====== EXCERPTED RECORDS ======
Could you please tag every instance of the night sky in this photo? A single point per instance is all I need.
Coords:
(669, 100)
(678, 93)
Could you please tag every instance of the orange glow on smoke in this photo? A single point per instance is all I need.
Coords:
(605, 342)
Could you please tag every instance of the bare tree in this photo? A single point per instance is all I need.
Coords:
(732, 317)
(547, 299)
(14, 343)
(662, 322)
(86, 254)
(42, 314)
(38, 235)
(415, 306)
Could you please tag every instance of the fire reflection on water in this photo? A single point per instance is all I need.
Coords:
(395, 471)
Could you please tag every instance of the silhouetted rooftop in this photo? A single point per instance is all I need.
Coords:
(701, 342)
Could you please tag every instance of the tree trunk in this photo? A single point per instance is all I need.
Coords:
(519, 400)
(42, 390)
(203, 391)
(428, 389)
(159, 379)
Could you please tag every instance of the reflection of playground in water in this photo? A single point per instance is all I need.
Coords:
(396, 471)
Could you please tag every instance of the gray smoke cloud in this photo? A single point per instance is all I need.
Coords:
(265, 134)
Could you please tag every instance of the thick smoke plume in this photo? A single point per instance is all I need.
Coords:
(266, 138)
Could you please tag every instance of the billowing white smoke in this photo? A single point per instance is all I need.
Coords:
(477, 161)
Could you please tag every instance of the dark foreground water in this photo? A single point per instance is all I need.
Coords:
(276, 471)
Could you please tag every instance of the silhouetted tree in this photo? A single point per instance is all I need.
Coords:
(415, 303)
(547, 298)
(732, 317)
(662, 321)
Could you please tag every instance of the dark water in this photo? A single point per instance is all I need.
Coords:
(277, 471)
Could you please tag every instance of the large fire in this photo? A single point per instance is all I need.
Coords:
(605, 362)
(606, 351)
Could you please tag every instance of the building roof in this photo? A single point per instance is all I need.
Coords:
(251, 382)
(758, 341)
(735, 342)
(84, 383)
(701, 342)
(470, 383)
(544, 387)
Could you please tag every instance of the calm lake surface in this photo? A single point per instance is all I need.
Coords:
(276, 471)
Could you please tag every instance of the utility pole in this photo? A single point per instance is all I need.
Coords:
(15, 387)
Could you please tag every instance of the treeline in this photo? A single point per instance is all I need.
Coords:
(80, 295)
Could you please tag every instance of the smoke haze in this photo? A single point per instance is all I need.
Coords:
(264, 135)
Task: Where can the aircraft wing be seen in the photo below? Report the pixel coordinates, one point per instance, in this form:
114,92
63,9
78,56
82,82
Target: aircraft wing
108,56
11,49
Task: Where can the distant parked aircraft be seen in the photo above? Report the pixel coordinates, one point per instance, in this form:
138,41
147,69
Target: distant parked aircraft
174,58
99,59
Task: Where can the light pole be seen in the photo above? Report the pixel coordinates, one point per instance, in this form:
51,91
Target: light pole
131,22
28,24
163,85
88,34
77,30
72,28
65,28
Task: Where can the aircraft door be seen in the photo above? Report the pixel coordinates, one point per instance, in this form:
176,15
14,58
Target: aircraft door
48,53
======
- INSTRUCTIONS TO FOLLOW
Your task is to transcribe the listing above in full, exactly as given.

- COMPLETED EXERCISE
Could you please tag every instance of the night sky in this photo? A single point per instance is all I need.
Coords:
(669, 100)
(678, 93)
Could you please tag every instance of the orange glow on smoke in this photo? A single point per instance is all I need.
Coords:
(605, 342)
Could you please tag every instance of the bare tree in this photo? A single point per instance is all I need.
Coords:
(732, 317)
(547, 299)
(14, 343)
(662, 322)
(86, 254)
(42, 314)
(38, 235)
(415, 306)
Could you please tag every instance of the fire reflection on water in this photo? A single point per instance is all I need.
Coords:
(395, 471)
Could you please tag every instance of the silhouetted rooftop in this photo? A single point per instance is all I need.
Coords:
(701, 342)
Could you please tag every instance of the tree trunk in this photo? A single point per instance is all I need.
Coords:
(519, 400)
(42, 390)
(203, 391)
(428, 389)
(159, 379)
Could you please tag every instance of the reflection of playground in water in this photo? A single point per instance is all I need.
Coords:
(396, 471)
Could you please tag every instance of the gray smoke cloud in this photo? A single point per instance is all I need.
Coords:
(265, 134)
Could you please tag every instance of the thick smoke plume in this photo? A single point per instance is all I need.
Coords:
(266, 138)
Could you please tag every instance of the billowing white smoke in this photo? A single point per instance is all I need.
Coords:
(477, 161)
Could you please tag every instance of the dark foreground water in this photo? A single point per instance is all I need.
Coords:
(276, 471)
Could you please tag every instance of the silhouetted tree in this photo? A single point per instance is all I need.
Coords:
(415, 303)
(547, 298)
(732, 317)
(662, 321)
Could you please tag every instance of the dark water in this photo? A single point per instance is all I need.
Coords:
(277, 471)
Could you please tag every instance of the large fire in this photo? A single point per instance is all I need.
Coords:
(605, 362)
(606, 351)
Could you please tag every instance of the building roof in this photo? A single point per instance is all I need.
Coords:
(251, 382)
(758, 341)
(735, 342)
(84, 383)
(701, 342)
(470, 383)
(544, 387)
Could you please tag every instance of the calm lake surface in this photo? A single point per instance is all I need.
Coords:
(276, 471)
Could you please tag every instance of the utility pole in this photo? A single point per instance is all I need.
Coords:
(15, 387)
Could you please tag every instance of the treeline in this photo? A single point per instance is all I need.
Coords:
(80, 295)
Could you please tag every instance of the smoke haze in this photo? A single point per instance is all I need.
Coords:
(264, 135)
Task: Where can the aircraft wing be seen in the photo below? Report the pixel coordinates, one point per instance, in this form:
114,92
63,9
78,56
82,82
Target: aircraft wing
108,56
11,49
Task: Where can the distant parked aircraft be seen in the photo above? Report the pixel coordinates, one point per instance, in this form:
138,41
147,69
Target: distant parked aircraft
174,58
99,59
Task: Where can the light pole be seen in the photo above? Report the pixel coordinates, one point per instance, in this form:
51,91
Target: light pole
131,22
28,24
163,85
88,34
77,30
72,28
65,28
Task: Where can the aircraft door be seen in the photo above? Report the pixel coordinates, one point per instance, in this form:
176,15
14,58
Target: aircraft door
48,53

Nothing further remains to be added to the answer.